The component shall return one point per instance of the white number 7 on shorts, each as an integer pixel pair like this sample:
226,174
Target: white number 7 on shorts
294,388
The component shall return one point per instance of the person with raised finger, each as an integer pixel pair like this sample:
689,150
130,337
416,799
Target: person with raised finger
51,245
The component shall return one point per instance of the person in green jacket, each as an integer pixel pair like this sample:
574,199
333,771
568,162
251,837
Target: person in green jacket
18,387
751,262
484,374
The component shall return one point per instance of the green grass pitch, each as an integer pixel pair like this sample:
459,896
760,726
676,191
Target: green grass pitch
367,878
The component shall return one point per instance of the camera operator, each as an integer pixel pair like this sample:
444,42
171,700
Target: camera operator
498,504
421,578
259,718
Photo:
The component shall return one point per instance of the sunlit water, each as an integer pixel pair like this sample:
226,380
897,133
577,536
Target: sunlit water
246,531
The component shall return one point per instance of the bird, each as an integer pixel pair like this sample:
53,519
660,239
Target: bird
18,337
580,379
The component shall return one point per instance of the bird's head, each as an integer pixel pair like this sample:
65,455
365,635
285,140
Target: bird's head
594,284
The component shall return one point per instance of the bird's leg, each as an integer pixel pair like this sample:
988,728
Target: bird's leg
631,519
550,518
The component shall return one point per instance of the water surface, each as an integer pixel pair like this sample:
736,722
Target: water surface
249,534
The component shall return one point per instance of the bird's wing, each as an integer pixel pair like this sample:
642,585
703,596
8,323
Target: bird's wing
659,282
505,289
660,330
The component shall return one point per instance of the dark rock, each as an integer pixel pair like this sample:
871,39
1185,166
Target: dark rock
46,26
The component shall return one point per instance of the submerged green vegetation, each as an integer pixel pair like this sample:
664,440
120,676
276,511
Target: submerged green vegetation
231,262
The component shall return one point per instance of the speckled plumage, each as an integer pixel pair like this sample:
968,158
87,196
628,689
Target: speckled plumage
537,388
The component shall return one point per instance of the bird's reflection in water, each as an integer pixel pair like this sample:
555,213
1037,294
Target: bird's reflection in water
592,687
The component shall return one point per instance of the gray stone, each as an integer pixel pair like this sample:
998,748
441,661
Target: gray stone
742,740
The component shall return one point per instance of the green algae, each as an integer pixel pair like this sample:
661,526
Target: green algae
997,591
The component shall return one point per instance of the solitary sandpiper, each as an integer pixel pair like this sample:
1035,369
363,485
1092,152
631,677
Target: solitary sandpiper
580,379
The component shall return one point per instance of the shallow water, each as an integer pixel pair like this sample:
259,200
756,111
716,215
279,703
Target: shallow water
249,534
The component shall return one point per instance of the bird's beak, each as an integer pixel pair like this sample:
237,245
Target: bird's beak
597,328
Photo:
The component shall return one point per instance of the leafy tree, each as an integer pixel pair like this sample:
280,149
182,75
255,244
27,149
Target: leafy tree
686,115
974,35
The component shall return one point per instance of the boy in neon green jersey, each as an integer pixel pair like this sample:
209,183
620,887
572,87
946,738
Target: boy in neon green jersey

WRITTEN EXERCISE -
Quote exactly the line containing "of the solitary" and every later line through the end of the listing, and no other lines.

IN RESPONSE -
The component shall return one point per instance of the solitary sandpiper, each as an integer pixel pair like this sample:
1035,369
363,485
1092,152
631,677
Target: solitary sandpiper
580,379
The component shall return one point per instance of the shallow water, each as an integer pixel pair like this sample:
259,200
756,111
716,215
279,703
Target: shallow water
249,534
The component shall return one point per instance of the bird's beak, each as an integer pixel pair like this sample:
237,245
Target: bird's beak
597,328
Photo:
The component shall return one point per instance of the leafy tree, each as an integer pixel pair like this sample:
280,149
182,75
255,244
27,149
Target: leafy tree
686,115
974,35
The component shall return one point per instance of the boy in neon green jersey, each as an integer pixel pair like this sample:
209,183
620,887
572,87
946,738
Target: boy in neon green jersey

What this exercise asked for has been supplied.